*Problem*:
Write the records below out in full, character for character, with no pictures.

#### Materials provided

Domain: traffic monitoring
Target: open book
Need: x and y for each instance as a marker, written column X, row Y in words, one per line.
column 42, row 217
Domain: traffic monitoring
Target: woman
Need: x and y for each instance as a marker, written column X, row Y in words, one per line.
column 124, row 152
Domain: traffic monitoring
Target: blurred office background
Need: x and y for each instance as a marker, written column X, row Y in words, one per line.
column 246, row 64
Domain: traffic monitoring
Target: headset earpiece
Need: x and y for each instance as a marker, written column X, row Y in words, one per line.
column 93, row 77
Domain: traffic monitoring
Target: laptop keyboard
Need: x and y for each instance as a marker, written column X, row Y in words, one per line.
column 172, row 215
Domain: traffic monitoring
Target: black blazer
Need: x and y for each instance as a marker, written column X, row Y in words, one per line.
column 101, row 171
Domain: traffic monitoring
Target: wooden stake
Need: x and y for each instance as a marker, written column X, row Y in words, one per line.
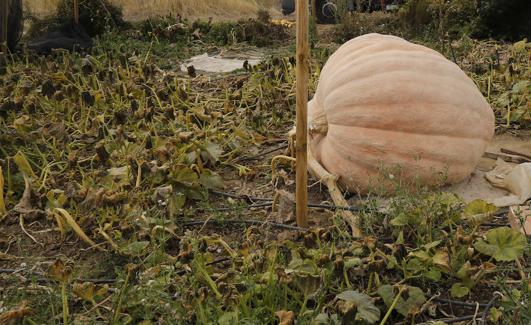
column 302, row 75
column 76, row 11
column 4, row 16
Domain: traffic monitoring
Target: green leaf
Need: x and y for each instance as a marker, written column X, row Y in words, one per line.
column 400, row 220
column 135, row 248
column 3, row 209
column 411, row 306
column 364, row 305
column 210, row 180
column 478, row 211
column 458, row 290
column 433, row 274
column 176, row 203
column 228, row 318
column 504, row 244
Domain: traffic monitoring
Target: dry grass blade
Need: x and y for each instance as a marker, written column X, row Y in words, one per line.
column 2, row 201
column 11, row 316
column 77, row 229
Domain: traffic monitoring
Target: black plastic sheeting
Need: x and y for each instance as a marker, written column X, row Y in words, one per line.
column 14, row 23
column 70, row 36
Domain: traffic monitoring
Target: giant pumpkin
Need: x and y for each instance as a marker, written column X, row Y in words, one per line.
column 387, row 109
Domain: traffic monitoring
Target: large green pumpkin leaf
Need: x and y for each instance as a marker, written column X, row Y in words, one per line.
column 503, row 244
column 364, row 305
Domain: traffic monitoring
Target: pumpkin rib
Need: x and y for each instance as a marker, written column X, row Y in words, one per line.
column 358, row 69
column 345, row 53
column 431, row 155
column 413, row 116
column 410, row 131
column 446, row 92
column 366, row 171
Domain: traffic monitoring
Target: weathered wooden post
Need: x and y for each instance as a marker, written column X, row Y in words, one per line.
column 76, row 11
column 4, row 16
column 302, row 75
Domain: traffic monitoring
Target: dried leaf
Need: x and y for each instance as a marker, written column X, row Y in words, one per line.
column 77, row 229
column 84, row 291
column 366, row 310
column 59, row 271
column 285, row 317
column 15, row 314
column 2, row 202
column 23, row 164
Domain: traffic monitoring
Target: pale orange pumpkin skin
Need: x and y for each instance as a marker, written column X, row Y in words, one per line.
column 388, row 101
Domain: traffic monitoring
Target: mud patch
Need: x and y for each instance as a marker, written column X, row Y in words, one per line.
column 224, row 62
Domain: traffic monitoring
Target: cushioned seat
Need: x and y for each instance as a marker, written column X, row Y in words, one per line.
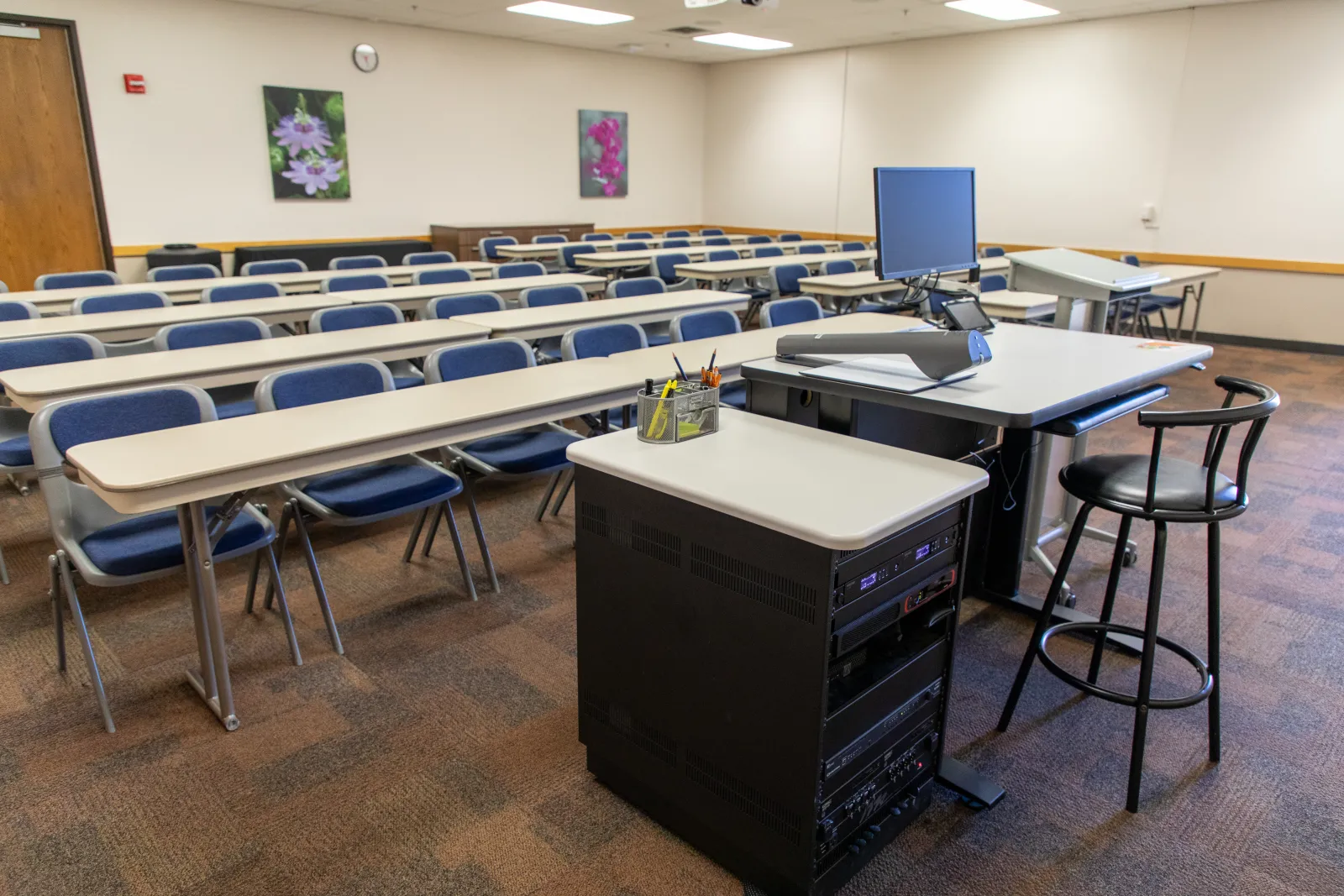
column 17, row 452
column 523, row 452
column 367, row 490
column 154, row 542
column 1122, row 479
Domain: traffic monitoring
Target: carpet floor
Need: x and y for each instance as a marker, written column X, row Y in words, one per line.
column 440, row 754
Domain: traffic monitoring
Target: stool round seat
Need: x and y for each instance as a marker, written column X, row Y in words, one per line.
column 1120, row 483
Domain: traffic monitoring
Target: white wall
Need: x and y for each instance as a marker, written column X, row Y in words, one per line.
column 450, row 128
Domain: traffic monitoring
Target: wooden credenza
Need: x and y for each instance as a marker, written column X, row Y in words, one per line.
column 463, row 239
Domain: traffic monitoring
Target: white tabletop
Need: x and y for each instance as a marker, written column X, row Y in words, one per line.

########

*Finished answer*:
Domain: traffic monitoring
Target: open book
Need: x and y for each instance as a marker, written column X, row Y in words, one per line.
column 42, row 217
Domain: traffic monitoring
Target: woman
Need: x and y for each instance as a marker, written column X, row Y in words, one per line.
column 124, row 152
Domain: traffic monitoring
Target: blurred office background
Need: x and y for each instance as a marker, written column X, row Y in words, one per line.
column 246, row 64
Domain: traffic monitoring
Target: headset earpiece
Need: x and y for each instance as a marker, written column X, row Y in words, one per line.
column 93, row 77
Domain: traffic monitoring
Target: laptop keyboard
Need: x and y for each instance as a marker, written column X, row Y in words, one per line.
column 172, row 215
Domain: traffic monitoring
Target: black blazer
Need: x and y for each instance as a marker, written column X, row Y in words, one per line.
column 101, row 171
Domain: traffic monitoring
Target: wooden stake
Need: x and y for each instance as a marker, written column X, row Y in words, one per line.
column 302, row 75
column 76, row 11
column 4, row 16
Domain: traffic monitoring
Target: green leaf
Need: x and y for each instance as a marker, written column X, row Y in words, one per line.
column 400, row 220
column 135, row 248
column 3, row 209
column 411, row 306
column 364, row 305
column 210, row 180
column 478, row 211
column 458, row 290
column 433, row 274
column 176, row 203
column 228, row 318
column 504, row 244
Domain: traffic monitoring
Target: dry grass blade
Need: x and y for each instance as a marker, written column X, row Y in words, one per line.
column 2, row 201
column 11, row 316
column 77, row 229
Domain: traffic monitoring
Target: black plastic sheeting
Need: x and y for each instance as a marker, written column X, row Y in words, one per line.
column 14, row 23
column 70, row 36
Domain: traffic monitoring
Target: giant pumpkin
Need: x and y for each instance as a marker, written column X, row Y in words, one per line.
column 387, row 109
Domain: traffic monitoring
Target: large green pumpkin leaf
Need: x and y for each instance as a marker, written column X, row Y in words, one per line.
column 503, row 244
column 364, row 305
Domain: traffic monitoring
Target: pumpkin rib
Need: x and y for each instance as a marker, written column X, row Y in words, one per line.
column 358, row 69
column 345, row 53
column 431, row 155
column 413, row 116
column 410, row 131
column 446, row 92
column 366, row 171
Domain: traffic monitoring
Target: weathered wooden post
Need: x and y for each instance as a marker, written column X, row Y in words, one per line.
column 76, row 11
column 4, row 16
column 302, row 75
Domain: traffic monitoring
Target: dried leaf
Need: x and y for each instance as a marker, written column X, row Y in words, one per line.
column 77, row 229
column 84, row 291
column 366, row 310
column 59, row 271
column 285, row 317
column 15, row 314
column 2, row 202
column 23, row 164
Domain: traffic monitoring
Target: pale orange pumpkin skin
Need: x and y for each instance as a marker, written column X, row Y in words, one per line.
column 388, row 101
Domain: traffic monitoring
Target: mud patch
Need: x and y for each instance as a marker, written column X, row Y in words, one per line.
column 224, row 62
Domain: traffic monitoring
Target: cushioned seat
Need: x and y for each instance as a marker, written column X, row Y in words, one per line.
column 17, row 452
column 523, row 452
column 367, row 490
column 154, row 542
column 1122, row 479
Domain: traffic monitoring
Target: carpet floor
Need: x and y for each instance as a marker, written column X, row Y in words, one per line.
column 440, row 754
Domain: traffic monitoring
Target: stool round seat
Need: x and y for each instance as a marker, written column X, row Y in words, one per line.
column 1120, row 483
Domain: traffic monitoring
Target: white wall
Need: x and y for each instance as a marker, written column X, row Y in words, one per line.
column 450, row 128
Domain: traffic monitoring
Target: wooden credenza
Need: x and y for each instance as a marker, written column X, row Y in words, one per line.
column 463, row 239
Domain: traffic monitoring
Target: white tabletop
Need: x and y for each instance as a marker, written column X, row Y in words, one per line.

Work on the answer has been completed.